> _What you are asked to do_:
Reproduce every one of the rows below word for word, and omit the pictures from your copy.

=== Extracted entries ===

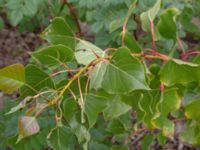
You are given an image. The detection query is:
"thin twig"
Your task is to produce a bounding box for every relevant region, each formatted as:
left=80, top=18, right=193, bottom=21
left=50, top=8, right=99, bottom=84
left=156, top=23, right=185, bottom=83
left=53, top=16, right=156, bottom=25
left=63, top=0, right=83, bottom=36
left=151, top=21, right=157, bottom=51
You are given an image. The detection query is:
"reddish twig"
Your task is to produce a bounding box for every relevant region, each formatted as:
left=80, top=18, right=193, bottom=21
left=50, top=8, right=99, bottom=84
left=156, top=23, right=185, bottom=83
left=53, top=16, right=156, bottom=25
left=151, top=21, right=156, bottom=51
left=122, top=22, right=126, bottom=47
left=63, top=0, right=83, bottom=36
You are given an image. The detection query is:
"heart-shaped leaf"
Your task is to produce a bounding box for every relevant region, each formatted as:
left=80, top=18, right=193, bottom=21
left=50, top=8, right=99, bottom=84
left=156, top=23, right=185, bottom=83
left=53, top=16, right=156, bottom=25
left=0, top=64, right=25, bottom=94
left=102, top=48, right=149, bottom=94
left=31, top=44, right=74, bottom=66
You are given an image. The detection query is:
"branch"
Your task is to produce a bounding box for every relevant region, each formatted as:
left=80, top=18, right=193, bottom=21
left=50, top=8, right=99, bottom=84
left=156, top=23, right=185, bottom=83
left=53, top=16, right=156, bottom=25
left=63, top=0, right=83, bottom=36
left=151, top=21, right=156, bottom=51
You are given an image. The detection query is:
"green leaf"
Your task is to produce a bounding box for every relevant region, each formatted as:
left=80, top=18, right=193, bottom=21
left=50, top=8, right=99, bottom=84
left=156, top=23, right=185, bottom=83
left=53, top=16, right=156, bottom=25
left=84, top=95, right=106, bottom=128
left=5, top=96, right=32, bottom=115
left=152, top=89, right=181, bottom=136
left=185, top=99, right=200, bottom=120
left=20, top=65, right=55, bottom=98
left=45, top=34, right=76, bottom=50
left=63, top=99, right=78, bottom=121
left=140, top=0, right=162, bottom=31
left=124, top=32, right=142, bottom=53
left=22, top=0, right=38, bottom=17
left=160, top=59, right=200, bottom=86
left=31, top=44, right=74, bottom=66
left=102, top=48, right=149, bottom=94
left=157, top=8, right=180, bottom=39
left=103, top=95, right=131, bottom=120
left=109, top=19, right=124, bottom=33
left=141, top=134, right=154, bottom=150
left=17, top=116, right=40, bottom=142
left=107, top=119, right=125, bottom=134
left=90, top=62, right=108, bottom=90
left=75, top=40, right=106, bottom=65
left=47, top=125, right=76, bottom=150
left=49, top=17, right=74, bottom=37
left=0, top=64, right=25, bottom=94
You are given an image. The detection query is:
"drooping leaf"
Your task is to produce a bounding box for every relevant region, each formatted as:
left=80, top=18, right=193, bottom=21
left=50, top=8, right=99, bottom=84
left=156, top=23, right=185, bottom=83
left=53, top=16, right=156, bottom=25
left=185, top=99, right=200, bottom=120
left=152, top=89, right=181, bottom=136
left=124, top=32, right=141, bottom=53
left=63, top=99, right=78, bottom=121
left=103, top=96, right=131, bottom=120
left=102, top=48, right=149, bottom=94
left=45, top=34, right=76, bottom=50
left=107, top=118, right=125, bottom=134
left=47, top=125, right=76, bottom=150
left=157, top=8, right=180, bottom=39
left=31, top=44, right=74, bottom=66
left=84, top=95, right=106, bottom=128
left=90, top=62, right=108, bottom=90
left=6, top=96, right=32, bottom=115
left=75, top=40, right=106, bottom=65
left=17, top=116, right=40, bottom=142
left=160, top=59, right=200, bottom=86
left=141, top=134, right=154, bottom=149
left=140, top=0, right=162, bottom=31
left=49, top=17, right=74, bottom=37
left=0, top=64, right=25, bottom=94
left=109, top=19, right=124, bottom=33
left=20, top=65, right=55, bottom=98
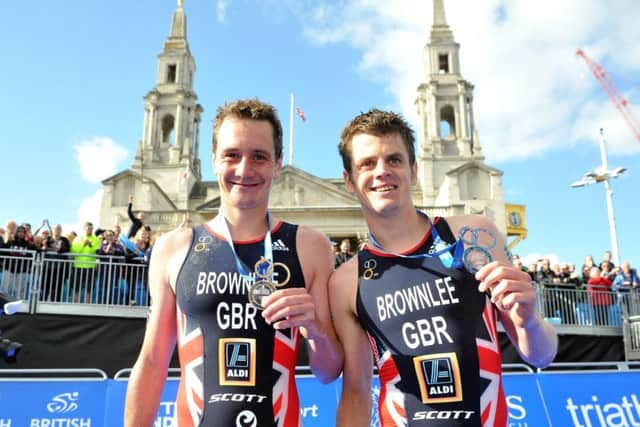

===

> _Exercise output_:
You are given an image. The detection query is:
"thin twig"
Your task is to produce a bounding box for every relevant region, each formatted as:
left=80, top=18, right=193, bottom=21
left=50, top=8, right=99, bottom=84
left=156, top=23, right=185, bottom=83
left=53, top=16, right=156, bottom=25
left=63, top=0, right=83, bottom=36
left=151, top=21, right=157, bottom=51
You are given an image. The detection query is:
"reddish twig"
Your task is to produce a bounding box for every relevant region, each formatted as:
left=80, top=18, right=193, bottom=21
left=50, top=8, right=99, bottom=84
left=156, top=23, right=185, bottom=83
left=53, top=16, right=156, bottom=25
left=151, top=21, right=156, bottom=51
left=122, top=22, right=126, bottom=47
left=63, top=0, right=83, bottom=36
You are given an image. The detection query is:
"heart-shaped leaf"
Your task is to produce a bounding box for every relevant region, each formatted as:
left=80, top=18, right=193, bottom=21
left=50, top=8, right=99, bottom=84
left=156, top=23, right=185, bottom=83
left=53, top=16, right=156, bottom=25
left=0, top=64, right=25, bottom=94
left=102, top=48, right=149, bottom=94
left=31, top=44, right=74, bottom=66
You are given an image. The detection query is:
"branch"
Your task is to produce a bounding box for every relevant region, each formatted as:
left=80, top=18, right=193, bottom=21
left=50, top=8, right=99, bottom=84
left=156, top=23, right=185, bottom=83
left=53, top=16, right=156, bottom=25
left=63, top=0, right=83, bottom=36
left=151, top=21, right=156, bottom=51
You are given an image. The detection query is:
"green leaf"
Your task is to produce a bounding box for every relevant region, each formatted as:
left=80, top=18, right=193, bottom=21
left=50, top=8, right=99, bottom=84
left=156, top=23, right=185, bottom=83
left=53, top=16, right=156, bottom=25
left=84, top=95, right=106, bottom=128
left=5, top=96, right=32, bottom=115
left=152, top=89, right=181, bottom=136
left=185, top=99, right=200, bottom=120
left=20, top=65, right=55, bottom=98
left=45, top=34, right=76, bottom=50
left=63, top=99, right=78, bottom=121
left=140, top=0, right=162, bottom=31
left=124, top=32, right=142, bottom=53
left=22, top=0, right=38, bottom=17
left=160, top=59, right=200, bottom=86
left=31, top=44, right=74, bottom=66
left=102, top=48, right=149, bottom=94
left=157, top=8, right=180, bottom=39
left=103, top=95, right=131, bottom=120
left=109, top=19, right=124, bottom=33
left=141, top=134, right=154, bottom=150
left=17, top=116, right=40, bottom=142
left=107, top=119, right=125, bottom=134
left=90, top=62, right=108, bottom=90
left=75, top=40, right=106, bottom=65
left=47, top=125, right=76, bottom=150
left=49, top=17, right=74, bottom=37
left=0, top=64, right=25, bottom=94
You are given an image. The detection query is:
"drooping leaf"
Your task is to produce a bounding box for every relevant region, each formatted as:
left=80, top=18, right=193, bottom=21
left=50, top=8, right=99, bottom=84
left=156, top=23, right=185, bottom=83
left=53, top=16, right=156, bottom=25
left=185, top=99, right=200, bottom=120
left=152, top=89, right=181, bottom=136
left=124, top=32, right=141, bottom=53
left=63, top=99, right=78, bottom=121
left=103, top=96, right=131, bottom=120
left=102, top=48, right=149, bottom=94
left=45, top=34, right=76, bottom=50
left=107, top=118, right=125, bottom=134
left=47, top=125, right=76, bottom=150
left=157, top=8, right=180, bottom=39
left=31, top=44, right=74, bottom=66
left=84, top=95, right=106, bottom=128
left=90, top=62, right=108, bottom=90
left=6, top=96, right=32, bottom=115
left=75, top=40, right=106, bottom=65
left=17, top=116, right=40, bottom=142
left=160, top=59, right=200, bottom=86
left=141, top=134, right=154, bottom=149
left=140, top=0, right=162, bottom=31
left=49, top=17, right=74, bottom=37
left=0, top=64, right=25, bottom=94
left=109, top=19, right=124, bottom=33
left=20, top=65, right=55, bottom=98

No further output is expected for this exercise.